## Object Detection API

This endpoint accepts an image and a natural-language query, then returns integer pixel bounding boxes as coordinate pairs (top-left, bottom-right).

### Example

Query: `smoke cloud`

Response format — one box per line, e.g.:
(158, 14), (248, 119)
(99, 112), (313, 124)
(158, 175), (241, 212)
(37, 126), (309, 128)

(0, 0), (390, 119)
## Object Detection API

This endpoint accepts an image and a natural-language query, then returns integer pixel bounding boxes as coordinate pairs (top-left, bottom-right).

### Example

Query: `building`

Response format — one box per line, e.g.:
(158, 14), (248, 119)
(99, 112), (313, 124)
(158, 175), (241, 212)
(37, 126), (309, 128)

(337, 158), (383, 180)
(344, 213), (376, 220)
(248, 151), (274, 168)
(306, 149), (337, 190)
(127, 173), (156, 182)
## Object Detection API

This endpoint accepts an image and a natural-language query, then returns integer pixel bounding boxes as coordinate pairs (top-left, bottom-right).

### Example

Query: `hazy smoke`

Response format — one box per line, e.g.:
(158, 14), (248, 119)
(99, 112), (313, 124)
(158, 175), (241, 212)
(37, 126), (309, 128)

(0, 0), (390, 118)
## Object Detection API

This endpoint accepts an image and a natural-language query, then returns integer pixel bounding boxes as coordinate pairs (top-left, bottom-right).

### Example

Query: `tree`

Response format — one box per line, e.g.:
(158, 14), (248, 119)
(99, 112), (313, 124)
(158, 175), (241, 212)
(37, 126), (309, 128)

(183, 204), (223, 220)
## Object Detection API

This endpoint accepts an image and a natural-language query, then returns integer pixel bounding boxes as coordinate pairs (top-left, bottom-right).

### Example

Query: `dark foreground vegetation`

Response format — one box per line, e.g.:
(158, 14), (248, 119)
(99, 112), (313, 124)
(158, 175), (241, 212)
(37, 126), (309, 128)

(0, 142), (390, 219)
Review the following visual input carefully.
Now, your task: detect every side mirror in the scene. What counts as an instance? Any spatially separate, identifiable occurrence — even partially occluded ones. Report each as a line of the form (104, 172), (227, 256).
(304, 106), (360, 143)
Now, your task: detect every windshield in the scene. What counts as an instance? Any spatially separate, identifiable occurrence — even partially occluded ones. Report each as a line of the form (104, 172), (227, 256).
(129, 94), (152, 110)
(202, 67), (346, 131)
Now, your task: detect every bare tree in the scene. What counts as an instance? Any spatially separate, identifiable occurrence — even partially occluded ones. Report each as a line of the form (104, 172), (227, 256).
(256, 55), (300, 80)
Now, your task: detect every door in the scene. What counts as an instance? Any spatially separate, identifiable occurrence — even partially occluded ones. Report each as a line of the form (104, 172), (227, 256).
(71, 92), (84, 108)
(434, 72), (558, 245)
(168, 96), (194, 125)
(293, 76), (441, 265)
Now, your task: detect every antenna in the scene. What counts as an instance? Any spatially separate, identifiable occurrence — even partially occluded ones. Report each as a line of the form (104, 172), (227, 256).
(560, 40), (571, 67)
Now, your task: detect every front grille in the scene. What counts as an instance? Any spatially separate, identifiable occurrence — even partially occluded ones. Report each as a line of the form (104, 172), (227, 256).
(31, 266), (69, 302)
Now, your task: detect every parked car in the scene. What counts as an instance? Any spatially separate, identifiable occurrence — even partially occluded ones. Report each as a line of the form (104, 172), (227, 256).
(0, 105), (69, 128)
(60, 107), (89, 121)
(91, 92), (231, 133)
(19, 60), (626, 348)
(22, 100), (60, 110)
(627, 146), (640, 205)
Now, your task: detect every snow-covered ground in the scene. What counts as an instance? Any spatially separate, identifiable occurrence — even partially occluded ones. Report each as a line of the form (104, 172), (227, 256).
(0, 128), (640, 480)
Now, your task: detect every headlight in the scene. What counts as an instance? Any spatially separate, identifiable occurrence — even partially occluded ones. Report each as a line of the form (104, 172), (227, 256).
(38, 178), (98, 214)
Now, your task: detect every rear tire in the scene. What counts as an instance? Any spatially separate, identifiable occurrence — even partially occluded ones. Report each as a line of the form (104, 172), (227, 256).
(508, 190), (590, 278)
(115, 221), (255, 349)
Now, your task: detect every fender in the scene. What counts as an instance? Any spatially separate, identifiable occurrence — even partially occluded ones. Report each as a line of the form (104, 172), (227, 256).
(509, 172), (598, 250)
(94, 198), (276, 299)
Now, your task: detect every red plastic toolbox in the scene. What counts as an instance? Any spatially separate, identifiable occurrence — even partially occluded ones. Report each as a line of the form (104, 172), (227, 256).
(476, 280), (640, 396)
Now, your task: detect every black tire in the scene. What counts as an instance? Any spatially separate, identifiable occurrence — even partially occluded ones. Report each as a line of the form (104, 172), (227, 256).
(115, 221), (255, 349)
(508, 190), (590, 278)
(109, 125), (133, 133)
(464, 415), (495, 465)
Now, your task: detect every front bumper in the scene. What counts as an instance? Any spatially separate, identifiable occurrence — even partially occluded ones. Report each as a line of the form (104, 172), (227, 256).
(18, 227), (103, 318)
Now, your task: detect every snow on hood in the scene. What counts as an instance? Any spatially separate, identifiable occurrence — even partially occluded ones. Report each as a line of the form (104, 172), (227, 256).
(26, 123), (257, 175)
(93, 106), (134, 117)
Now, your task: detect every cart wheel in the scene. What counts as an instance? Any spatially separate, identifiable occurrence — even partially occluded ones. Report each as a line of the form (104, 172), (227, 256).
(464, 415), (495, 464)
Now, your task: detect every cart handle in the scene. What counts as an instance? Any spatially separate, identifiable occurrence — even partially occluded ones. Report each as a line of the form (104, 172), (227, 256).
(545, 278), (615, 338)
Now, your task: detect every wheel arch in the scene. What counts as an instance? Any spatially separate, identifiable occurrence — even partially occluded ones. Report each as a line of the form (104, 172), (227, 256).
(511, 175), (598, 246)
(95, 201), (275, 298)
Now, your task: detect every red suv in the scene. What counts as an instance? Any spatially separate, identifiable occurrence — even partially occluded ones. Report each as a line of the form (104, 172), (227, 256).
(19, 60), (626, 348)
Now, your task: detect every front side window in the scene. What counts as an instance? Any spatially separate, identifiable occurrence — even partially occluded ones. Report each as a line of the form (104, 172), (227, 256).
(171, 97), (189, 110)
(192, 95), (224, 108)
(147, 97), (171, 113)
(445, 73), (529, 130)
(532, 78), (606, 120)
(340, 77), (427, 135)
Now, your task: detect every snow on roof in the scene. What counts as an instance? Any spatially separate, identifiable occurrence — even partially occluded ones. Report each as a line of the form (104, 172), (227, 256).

# # # #

• [BRIEF]
Copy every line of the entries above, without changing anything.

• [TASK RESULT]
## Object Detection API

This endpoint accepts an image and a natural-language query, then returns integer pixel bounding boxes as coordinate pairs (top-left, bottom-right).

### Example

Query: `smoke cloud`

Response format — one box per line, e.g.:
(158, 14), (248, 119)
(99, 112), (313, 124)
(158, 175), (241, 212)
(37, 126), (309, 128)

(0, 0), (390, 119)
## Object Detection API

This endpoint accepts an image and a natural-language query, then returns integer pixel bounding boxes as coordinate pairs (top-left, bottom-right).

### Example

Query: `building`

Response format — one box per line, e.g.:
(158, 14), (248, 119)
(99, 112), (313, 124)
(158, 175), (241, 212)
(37, 126), (309, 128)

(337, 158), (383, 180)
(344, 213), (376, 220)
(248, 151), (274, 168)
(306, 149), (337, 190)
(127, 173), (156, 182)
## Object Detection API

This endpoint accepts an image and a natural-language query, then returns integer pixel bounding boxes as coordinate pairs (top-left, bottom-right).

### Example

Query: `hazy smoke`

Response format — one box per line, e.g.:
(158, 14), (248, 119)
(99, 112), (313, 124)
(158, 175), (241, 212)
(37, 126), (309, 128)

(0, 0), (390, 118)
## Object Detection API

This endpoint accepts an image and a natural-language query, then returns integer pixel bounding boxes as coordinate pairs (top-left, bottom-right).

### Example

Query: `tree`

Response format — one box per line, e.g.:
(158, 14), (248, 119)
(99, 112), (313, 124)
(158, 175), (241, 212)
(37, 126), (309, 128)

(183, 204), (223, 220)
## Object Detection API

This endpoint accepts an image and a natural-language query, then returns integer pixel bounding boxes as coordinate pairs (top-left, bottom-right).

### Example

Query: `dark foreground vegetation`

Response format — one box per line, e.g.:
(158, 14), (248, 119)
(99, 112), (313, 124)
(158, 175), (241, 212)
(37, 126), (309, 128)

(0, 142), (390, 219)
Review the following visual input carefully.
Now, your task: detect every side mirror in the scene. What counts as an instance? Any spatially separate, identifiable occurrence — even partially occluded ones. Report each as a line of the form (104, 172), (227, 256).
(304, 106), (360, 143)
Now, your task: detect every windshield in the scene. What counts as an instance? Any spatially separate, identifiable occurrence — even partially occluded ones. Report each as a line of the form (104, 172), (227, 256).
(129, 94), (152, 110)
(202, 67), (346, 131)
Now, your task: detect every bare tree in the scene. What counts as an instance? Any spatially separate, identifiable occurrence — even partially occluded ones. Report each as a line of the form (104, 172), (227, 256).
(256, 55), (300, 80)
Now, your task: detect every door in the scene. What counts as an instance? Any spatially separate, identifiable occurrence — even partially occluded ones. Report each as a line of the form (104, 172), (227, 256).
(71, 92), (84, 108)
(434, 72), (558, 245)
(168, 96), (194, 125)
(293, 76), (441, 265)
Now, your task: detect every antenna in the scene. What counts as an instance? Any spatially separate, identifiable occurrence — even partially occluded ones. Report each as a line of the form (104, 172), (227, 256).
(560, 40), (571, 67)
Now, your task: detect every front grille in the scene. What counts as an instance? Any spatially separate, identifiable occurrence — even partially occluded ones. Report each as a line of the form (104, 172), (227, 256).
(31, 266), (69, 302)
Now, your task: detect every parked car in the scene. What counts as an instance? Any spatially separate, identifiable occurrence — even partially occluded ones. Report each as a line of the form (104, 172), (227, 256).
(0, 105), (69, 128)
(60, 107), (89, 121)
(91, 92), (231, 133)
(19, 60), (626, 348)
(22, 100), (60, 110)
(627, 146), (640, 205)
Now, your task: detect every snow-covered ground in the scene. What counts as an instance? Any spatially separate, identifiable occurrence — even partially occluded ones. Report each as a line of the form (104, 172), (227, 256).
(0, 128), (640, 480)
Now, your task: detect every headlight in the scene. What counts as an instance? Any spatially separate, identifiable occurrence — even partially occluded ones. Report each as a line of the form (104, 172), (227, 256).
(38, 178), (98, 214)
Now, your task: detect every rear tire in the scene. What counts as an instance? Any spatially separate, identifiable occurrence — even partially occluded ones. Report each as a line of the form (104, 172), (227, 256).
(508, 190), (590, 278)
(115, 221), (255, 349)
Now, your task: detect every fender in the scene. What counts as an instance? Any spatially separate, identifiable occurrence — even partially occluded ones. Report each as a line of the form (104, 172), (227, 256).
(509, 172), (598, 250)
(94, 198), (276, 299)
Now, your task: detect every red plastic toolbox in the scene. What counts as an instance? Any spatially separate, identifiable occurrence — even partially occluded ones. Report each as a line of the form (104, 172), (227, 256).
(476, 280), (640, 396)
Now, your task: detect every black tire in the scene. What counts as an instance? Any spatially separate, identifiable occurrence — even partially occluded ones. Report each as a line of the form (104, 172), (227, 256).
(115, 221), (255, 349)
(508, 190), (590, 278)
(109, 125), (133, 133)
(464, 415), (495, 465)
Now, your task: detect every front bumper in the scene. What counts as an instance? Any spatially separate, identifiable occurrence — even partially occluded ones. Report each as a line of the form (104, 172), (227, 256).
(18, 227), (103, 318)
Now, your task: detect every snow on hood in the scene. What counts as an instance? Any spatially separate, identifiable occurrence — even partially occluded ones. Report each as a line of the form (104, 172), (227, 256).
(26, 123), (257, 175)
(93, 106), (134, 117)
Now, your task: detect every cart wheel in the scene. What counts as an instance? Any spatially separate, identifiable occurrence — even partially occluded ones. Report each as a line of the form (104, 172), (227, 256).
(464, 415), (495, 464)
Now, your task: detect every cart handle in the scene. What counts as an instance? Any spatially separate, identifiable occurrence — even partially occluded ones. Report each as a line of the form (104, 172), (227, 256).
(545, 278), (615, 338)
Now, your task: detect every wheel arch in the scene. What counts as an instance? Any spatially separate, identifiable occurrence — even partially occluded ones. Report each as a line of the form (104, 172), (227, 256).
(511, 175), (598, 246)
(95, 201), (275, 298)
Now, your task: detect every red suv in the scene. What counts as an instance? Any spatially separate, identifiable occurrence — even partially occluded ones. Report each as a line of the form (104, 172), (227, 256).
(19, 60), (626, 348)
Now, your task: detect every front side window in the scene. What counts as an instance? Any spatially separate, identifiable occurrence — even partially occluded ones. Report each as a line of the form (104, 172), (227, 256).
(171, 97), (189, 110)
(192, 95), (224, 108)
(147, 97), (171, 113)
(445, 73), (529, 130)
(532, 78), (606, 120)
(340, 77), (427, 135)
Now, your task: detect every snow on roof in the scene. What counts as an instance? Any spatially separate, identifiable occurrence — even partially occluded ones. Report each as a line of the form (104, 172), (227, 256).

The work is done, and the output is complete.